# TEXTAUSZUG
:::::

28.05.2024

Kooperative Finanzierungsmodelle

Hanno Kowalski, Managing Partner, FAP Invest GmbH
Hanno Kowalski

Im derzeitigen Markt für gewerbliche Immobilienfinanzierungen müssten Banken und alternative Finanzierer stärker kooperieren. Das scheitert aber in vielen Fällen, weil die meisten Banken noch nicht verstanden haben, dass sie umdenken werden müssen. Dabei ist offensichtlich, dass die von ihnen im aktuellen Markt angebotenen Beleihungsausläufe häufig nicht ausreichen, um eine geschlossene Finanzierung auf die Beine zu stellen. Eine solche ist aber elementar wichtig und die Lösung könnte in einer echten Kooperation mit alternativen Finanzierern liegen.  Dies spricht sich bei Banken erst ganz langsam herum.

:::::

Quelldatensätze:
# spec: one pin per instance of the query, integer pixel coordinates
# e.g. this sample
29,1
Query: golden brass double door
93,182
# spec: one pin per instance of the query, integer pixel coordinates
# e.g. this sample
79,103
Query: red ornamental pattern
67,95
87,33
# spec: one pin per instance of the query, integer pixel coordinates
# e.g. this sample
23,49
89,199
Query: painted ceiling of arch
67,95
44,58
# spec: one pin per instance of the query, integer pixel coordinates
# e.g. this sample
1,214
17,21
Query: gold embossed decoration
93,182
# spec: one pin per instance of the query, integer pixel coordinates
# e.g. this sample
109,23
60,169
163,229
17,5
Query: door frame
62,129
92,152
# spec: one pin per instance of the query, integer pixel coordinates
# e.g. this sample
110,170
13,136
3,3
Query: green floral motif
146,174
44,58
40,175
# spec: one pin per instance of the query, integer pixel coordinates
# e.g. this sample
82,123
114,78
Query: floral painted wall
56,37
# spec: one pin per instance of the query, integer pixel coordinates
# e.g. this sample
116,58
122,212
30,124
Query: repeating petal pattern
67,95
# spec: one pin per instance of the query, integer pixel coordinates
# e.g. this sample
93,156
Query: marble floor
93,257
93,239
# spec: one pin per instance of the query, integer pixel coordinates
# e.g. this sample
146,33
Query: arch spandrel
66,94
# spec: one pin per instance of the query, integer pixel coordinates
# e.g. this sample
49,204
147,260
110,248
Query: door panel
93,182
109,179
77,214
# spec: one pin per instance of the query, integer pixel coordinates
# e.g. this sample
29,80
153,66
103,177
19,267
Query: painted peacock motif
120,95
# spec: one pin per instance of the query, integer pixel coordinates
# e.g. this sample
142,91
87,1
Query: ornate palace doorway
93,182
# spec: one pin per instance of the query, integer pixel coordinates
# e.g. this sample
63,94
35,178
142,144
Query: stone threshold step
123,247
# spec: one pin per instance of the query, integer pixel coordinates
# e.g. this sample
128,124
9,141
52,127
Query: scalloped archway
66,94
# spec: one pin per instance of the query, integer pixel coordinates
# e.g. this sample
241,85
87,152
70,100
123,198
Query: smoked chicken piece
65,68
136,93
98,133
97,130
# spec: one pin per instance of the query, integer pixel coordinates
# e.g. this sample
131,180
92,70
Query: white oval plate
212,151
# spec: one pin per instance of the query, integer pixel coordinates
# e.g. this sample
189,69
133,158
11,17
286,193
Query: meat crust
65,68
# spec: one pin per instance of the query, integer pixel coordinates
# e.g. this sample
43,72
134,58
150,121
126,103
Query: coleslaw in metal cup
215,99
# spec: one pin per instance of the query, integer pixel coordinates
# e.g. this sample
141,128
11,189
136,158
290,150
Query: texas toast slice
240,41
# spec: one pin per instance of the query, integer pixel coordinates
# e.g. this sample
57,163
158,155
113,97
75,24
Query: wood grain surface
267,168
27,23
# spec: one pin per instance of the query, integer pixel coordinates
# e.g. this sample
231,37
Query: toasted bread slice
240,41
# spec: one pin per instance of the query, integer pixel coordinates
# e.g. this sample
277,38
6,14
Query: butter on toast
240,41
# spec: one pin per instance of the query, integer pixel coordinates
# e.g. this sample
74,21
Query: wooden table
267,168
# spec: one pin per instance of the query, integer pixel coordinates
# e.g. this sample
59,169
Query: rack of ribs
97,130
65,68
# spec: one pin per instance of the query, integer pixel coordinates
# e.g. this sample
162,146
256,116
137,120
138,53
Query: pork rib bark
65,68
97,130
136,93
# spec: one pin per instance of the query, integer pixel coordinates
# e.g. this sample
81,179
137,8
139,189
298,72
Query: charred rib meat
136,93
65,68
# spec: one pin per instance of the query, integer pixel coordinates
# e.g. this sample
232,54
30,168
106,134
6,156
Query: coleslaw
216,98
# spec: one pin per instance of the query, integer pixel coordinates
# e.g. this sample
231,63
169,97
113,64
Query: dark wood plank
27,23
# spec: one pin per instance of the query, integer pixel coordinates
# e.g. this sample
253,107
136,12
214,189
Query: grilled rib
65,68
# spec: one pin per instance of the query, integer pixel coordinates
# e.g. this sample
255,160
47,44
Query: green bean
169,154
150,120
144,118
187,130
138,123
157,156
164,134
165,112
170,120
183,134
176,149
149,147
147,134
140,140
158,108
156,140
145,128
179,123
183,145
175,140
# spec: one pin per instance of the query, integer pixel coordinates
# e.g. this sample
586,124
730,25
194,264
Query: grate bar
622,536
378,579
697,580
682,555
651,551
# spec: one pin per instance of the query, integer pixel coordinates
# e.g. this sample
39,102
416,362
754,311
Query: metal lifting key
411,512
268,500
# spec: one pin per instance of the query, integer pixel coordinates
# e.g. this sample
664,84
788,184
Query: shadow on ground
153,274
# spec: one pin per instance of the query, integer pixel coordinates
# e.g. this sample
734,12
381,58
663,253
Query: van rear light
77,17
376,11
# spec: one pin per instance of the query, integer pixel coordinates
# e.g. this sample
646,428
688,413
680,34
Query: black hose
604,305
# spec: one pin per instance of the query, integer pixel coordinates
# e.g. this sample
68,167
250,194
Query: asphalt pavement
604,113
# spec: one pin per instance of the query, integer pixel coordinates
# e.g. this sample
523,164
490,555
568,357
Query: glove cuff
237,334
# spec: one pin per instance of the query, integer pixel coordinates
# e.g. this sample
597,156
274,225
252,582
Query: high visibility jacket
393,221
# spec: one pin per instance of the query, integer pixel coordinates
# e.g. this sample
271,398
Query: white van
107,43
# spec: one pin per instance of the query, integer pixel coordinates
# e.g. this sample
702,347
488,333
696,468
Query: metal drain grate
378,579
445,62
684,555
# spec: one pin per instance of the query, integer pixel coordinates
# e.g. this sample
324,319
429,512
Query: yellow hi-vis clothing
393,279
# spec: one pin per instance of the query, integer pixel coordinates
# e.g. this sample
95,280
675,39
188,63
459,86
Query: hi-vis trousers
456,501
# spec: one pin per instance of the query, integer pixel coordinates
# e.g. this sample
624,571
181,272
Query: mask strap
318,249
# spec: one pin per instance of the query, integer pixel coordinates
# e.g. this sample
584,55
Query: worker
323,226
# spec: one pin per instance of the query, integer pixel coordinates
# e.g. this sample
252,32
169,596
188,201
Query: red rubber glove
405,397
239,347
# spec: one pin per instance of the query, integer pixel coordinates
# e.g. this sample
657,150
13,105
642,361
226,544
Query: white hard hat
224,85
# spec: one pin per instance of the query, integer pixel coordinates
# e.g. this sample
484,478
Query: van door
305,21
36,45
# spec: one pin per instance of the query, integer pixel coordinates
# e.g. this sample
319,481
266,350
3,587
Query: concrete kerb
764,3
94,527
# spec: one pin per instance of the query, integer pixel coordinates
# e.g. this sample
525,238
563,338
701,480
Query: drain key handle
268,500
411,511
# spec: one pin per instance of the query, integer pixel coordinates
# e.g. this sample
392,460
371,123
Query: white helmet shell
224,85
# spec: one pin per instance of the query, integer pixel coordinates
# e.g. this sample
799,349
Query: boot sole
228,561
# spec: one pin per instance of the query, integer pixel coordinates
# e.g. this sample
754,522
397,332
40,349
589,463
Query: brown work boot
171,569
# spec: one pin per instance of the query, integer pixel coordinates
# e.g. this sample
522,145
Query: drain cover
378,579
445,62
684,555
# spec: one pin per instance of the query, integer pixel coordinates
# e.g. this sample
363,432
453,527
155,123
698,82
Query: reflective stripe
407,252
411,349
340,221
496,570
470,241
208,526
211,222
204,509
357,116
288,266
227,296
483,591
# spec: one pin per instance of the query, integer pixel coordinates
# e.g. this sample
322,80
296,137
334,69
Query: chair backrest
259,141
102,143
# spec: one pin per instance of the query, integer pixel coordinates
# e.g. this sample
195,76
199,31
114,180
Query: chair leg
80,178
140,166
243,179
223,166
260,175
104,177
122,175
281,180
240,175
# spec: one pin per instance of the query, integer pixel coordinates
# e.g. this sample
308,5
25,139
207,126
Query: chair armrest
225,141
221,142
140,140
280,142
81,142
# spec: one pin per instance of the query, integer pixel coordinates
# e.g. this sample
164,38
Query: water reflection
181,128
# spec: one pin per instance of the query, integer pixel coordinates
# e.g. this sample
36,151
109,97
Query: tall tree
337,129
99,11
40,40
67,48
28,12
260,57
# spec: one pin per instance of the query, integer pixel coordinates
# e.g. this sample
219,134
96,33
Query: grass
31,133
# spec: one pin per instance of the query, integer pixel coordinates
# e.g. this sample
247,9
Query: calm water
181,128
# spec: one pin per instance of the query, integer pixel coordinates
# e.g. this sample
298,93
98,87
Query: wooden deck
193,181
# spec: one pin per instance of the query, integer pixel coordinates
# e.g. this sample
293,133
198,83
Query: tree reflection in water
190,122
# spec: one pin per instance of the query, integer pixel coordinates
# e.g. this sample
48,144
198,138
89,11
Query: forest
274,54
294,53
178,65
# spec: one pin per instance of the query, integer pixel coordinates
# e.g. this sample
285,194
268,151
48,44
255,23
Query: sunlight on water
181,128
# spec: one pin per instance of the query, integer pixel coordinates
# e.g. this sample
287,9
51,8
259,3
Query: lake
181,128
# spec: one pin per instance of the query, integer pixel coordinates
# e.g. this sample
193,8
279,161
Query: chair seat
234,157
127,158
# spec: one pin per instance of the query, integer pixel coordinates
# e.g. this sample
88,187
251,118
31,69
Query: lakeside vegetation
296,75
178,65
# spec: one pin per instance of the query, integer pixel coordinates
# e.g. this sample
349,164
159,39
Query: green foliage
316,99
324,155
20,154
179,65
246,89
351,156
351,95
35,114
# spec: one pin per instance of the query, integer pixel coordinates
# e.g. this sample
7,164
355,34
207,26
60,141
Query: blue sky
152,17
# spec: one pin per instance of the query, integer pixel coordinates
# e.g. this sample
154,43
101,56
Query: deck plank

:::::

# SCHRIFTLICHE AUFGABE
Gib aus dem Text zu kooperativen Finanzierungsmodellen die Passage zwischen „Kooperative Finanzierungsmodelle“ und „ganz langsam herum.“ wörtlich wieder, beide Stellen eingeschlossen.

# LÖSUNG DER ÜBUNG
Kooperative Finanzierungsmodelle

Hanno Kowalski, Managing Partner, FAP Invest GmbH
Hanno Kowalski

Im derzeitigen Markt für gewerbliche Immobilienfinanzierungen müssten Banken und alternative Finanzierer stärker kooperieren. Das scheitert aber in vielen Fällen, weil die meisten Banken noch nicht verstanden haben, dass sie umdenken werden müssen. Dabei ist offensichtlich, dass die von ihnen im aktuellen Markt angebotenen Beleihungsausläufe häufig nicht ausreichen, um eine geschlossene Finanzierung auf die Beine zu stellen. Eine solche ist aber elementar wichtig und die Lösung könnte in einer echten Kooperation mit alternativen Finanzierern liegen.  Dies spricht sich bei Banken erst ganz langsam herum.